» Short task
Output the items as a JSON list of strings, one string per line, skipping blank lines, from the very start through the line that contains "(704, 333), (730, 350)", including that line. Leave the pictures out.

/---

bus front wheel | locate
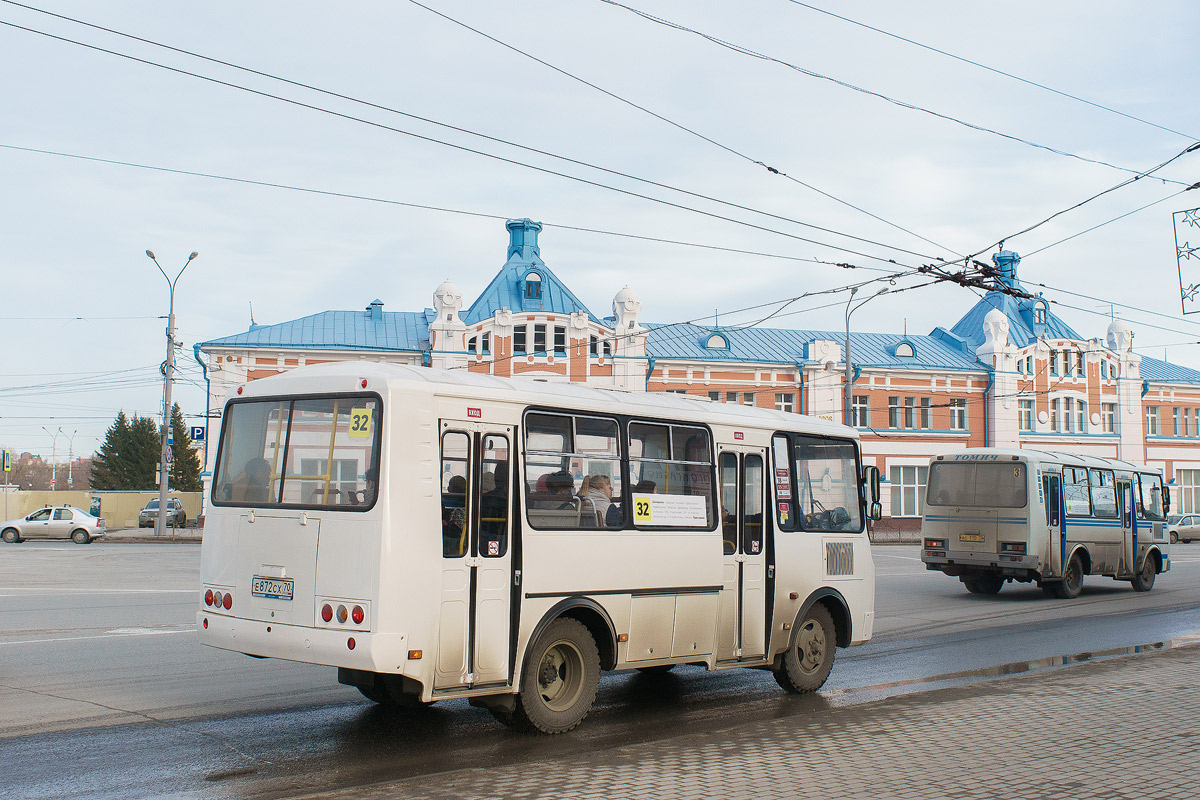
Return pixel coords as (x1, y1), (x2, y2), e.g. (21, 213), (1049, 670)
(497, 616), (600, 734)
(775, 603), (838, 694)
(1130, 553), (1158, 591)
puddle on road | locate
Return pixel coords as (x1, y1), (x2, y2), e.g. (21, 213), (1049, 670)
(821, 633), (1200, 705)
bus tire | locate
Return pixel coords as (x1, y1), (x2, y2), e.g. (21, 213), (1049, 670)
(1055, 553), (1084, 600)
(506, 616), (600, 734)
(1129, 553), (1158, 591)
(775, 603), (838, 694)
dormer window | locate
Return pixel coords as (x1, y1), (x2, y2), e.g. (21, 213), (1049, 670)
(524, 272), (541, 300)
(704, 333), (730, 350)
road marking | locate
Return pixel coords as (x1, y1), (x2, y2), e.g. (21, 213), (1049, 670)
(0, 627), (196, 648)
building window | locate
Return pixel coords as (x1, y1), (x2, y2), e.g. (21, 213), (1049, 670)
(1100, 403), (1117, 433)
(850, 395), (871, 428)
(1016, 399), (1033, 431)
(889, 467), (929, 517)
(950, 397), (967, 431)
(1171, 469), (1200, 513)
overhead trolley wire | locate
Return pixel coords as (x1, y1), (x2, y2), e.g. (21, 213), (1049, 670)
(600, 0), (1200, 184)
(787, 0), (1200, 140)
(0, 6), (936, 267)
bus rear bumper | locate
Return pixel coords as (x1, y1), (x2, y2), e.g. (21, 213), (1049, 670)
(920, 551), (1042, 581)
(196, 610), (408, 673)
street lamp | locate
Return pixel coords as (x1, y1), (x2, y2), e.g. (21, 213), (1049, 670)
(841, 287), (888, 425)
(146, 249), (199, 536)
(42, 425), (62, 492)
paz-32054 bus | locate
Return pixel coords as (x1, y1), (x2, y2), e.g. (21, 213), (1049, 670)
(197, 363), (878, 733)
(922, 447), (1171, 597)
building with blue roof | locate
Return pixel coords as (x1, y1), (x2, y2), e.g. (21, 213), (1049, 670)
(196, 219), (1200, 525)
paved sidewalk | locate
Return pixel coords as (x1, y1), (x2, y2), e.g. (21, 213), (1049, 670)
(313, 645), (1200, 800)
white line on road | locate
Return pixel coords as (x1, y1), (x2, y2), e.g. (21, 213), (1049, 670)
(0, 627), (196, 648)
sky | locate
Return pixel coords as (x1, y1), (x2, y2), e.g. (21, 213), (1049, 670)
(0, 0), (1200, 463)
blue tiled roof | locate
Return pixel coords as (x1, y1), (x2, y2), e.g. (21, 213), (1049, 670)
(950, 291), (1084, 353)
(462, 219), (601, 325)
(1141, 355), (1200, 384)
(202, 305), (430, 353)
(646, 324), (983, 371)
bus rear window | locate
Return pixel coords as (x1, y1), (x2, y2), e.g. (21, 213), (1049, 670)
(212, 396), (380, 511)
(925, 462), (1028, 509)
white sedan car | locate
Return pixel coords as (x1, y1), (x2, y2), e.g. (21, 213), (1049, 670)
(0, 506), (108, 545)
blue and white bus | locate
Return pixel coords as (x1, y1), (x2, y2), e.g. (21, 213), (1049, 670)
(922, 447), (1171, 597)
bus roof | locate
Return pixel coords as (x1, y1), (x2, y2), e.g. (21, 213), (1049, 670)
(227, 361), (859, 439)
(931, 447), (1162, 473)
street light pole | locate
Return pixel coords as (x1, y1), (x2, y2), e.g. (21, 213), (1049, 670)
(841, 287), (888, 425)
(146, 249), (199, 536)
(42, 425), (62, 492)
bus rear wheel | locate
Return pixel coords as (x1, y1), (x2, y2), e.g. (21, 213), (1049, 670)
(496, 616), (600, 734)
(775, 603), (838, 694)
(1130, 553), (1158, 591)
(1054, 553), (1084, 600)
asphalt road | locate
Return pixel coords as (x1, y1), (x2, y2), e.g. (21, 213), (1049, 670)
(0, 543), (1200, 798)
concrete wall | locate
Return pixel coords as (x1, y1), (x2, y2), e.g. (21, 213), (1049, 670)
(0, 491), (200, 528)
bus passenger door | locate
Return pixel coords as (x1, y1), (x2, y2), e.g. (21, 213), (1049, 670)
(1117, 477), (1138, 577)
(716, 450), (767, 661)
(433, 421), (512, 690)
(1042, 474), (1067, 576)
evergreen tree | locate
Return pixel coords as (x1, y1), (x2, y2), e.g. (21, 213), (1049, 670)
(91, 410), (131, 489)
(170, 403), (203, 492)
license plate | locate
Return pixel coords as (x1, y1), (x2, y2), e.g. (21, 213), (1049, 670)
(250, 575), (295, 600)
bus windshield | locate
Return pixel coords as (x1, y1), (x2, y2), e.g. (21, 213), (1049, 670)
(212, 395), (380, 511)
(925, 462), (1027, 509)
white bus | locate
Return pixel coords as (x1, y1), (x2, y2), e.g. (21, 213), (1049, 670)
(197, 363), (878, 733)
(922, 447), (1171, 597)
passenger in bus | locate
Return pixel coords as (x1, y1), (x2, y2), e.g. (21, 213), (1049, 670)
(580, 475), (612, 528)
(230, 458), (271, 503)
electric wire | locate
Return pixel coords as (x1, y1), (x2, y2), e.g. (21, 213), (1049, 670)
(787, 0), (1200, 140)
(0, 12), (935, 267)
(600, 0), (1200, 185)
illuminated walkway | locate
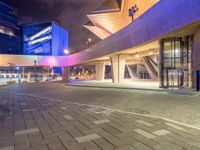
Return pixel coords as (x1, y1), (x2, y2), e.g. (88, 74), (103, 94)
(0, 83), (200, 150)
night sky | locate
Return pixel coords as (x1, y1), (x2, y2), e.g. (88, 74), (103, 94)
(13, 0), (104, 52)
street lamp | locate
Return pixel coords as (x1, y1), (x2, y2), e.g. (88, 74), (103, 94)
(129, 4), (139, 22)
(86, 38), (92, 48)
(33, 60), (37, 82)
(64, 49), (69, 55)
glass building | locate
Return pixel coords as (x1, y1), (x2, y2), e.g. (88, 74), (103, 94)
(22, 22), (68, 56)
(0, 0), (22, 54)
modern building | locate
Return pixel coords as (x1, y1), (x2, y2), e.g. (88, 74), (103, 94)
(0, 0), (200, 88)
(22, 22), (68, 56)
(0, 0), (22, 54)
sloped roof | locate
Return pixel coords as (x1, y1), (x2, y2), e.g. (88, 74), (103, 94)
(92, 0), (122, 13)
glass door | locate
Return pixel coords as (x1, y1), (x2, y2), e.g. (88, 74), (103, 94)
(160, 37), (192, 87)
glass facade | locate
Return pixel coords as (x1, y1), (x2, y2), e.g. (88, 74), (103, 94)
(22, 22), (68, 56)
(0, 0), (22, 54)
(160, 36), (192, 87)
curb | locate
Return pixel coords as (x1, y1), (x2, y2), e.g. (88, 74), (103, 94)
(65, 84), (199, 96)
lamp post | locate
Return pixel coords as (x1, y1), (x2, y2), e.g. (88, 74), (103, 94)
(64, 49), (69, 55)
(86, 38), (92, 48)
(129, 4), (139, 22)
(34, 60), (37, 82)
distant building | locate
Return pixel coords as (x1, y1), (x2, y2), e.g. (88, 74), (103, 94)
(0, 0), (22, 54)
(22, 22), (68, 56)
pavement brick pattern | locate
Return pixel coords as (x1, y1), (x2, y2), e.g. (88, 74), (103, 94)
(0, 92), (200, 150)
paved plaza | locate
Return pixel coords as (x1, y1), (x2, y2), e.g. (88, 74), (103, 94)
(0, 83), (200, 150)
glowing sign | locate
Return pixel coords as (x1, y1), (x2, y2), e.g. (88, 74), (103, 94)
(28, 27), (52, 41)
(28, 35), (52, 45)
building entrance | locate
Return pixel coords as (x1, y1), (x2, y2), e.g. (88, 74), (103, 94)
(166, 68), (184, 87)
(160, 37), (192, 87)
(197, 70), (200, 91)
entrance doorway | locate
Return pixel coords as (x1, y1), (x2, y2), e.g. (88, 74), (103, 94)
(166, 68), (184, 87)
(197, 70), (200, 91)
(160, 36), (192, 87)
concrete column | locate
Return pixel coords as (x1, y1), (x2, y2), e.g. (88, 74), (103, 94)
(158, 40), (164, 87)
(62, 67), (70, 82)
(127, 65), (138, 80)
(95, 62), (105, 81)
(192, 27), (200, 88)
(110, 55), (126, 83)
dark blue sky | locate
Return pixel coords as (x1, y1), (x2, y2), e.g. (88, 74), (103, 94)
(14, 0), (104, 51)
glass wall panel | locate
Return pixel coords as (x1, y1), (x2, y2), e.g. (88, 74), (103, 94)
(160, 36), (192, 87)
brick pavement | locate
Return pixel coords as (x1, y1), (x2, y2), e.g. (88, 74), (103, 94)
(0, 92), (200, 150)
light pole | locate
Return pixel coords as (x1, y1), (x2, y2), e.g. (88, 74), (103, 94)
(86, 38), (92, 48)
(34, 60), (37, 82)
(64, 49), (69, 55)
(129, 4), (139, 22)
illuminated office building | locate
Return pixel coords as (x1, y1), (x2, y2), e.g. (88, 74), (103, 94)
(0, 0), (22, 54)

\---

» Solution for this problem
[
  "bus front wheel | locate",
  "Return pixel coords as (x1, y1), (x2, y2), e.g. (21, 213), (1049, 670)",
  "(497, 616), (600, 734)",
  "(775, 603), (838, 694)",
  "(1130, 553), (1158, 591)",
  "puddle on road | locate",
  "Return pixel coords as (x1, y1), (x2, y2), e.g. (21, 213), (1049, 670)",
  "(821, 633), (1200, 705)",
  "bus tire | locate",
  "Return pixel coords as (x1, y1), (x2, y2), e.g. (21, 213), (1049, 670)",
  "(1055, 553), (1084, 600)",
  "(506, 616), (600, 734)",
  "(1129, 553), (1158, 591)",
  "(775, 603), (838, 694)",
  "dormer window | locate",
  "Return pixel coords as (x1, y1), (x2, y2), e.g. (21, 213), (1049, 670)",
  "(524, 272), (541, 300)",
  "(704, 333), (730, 350)"
]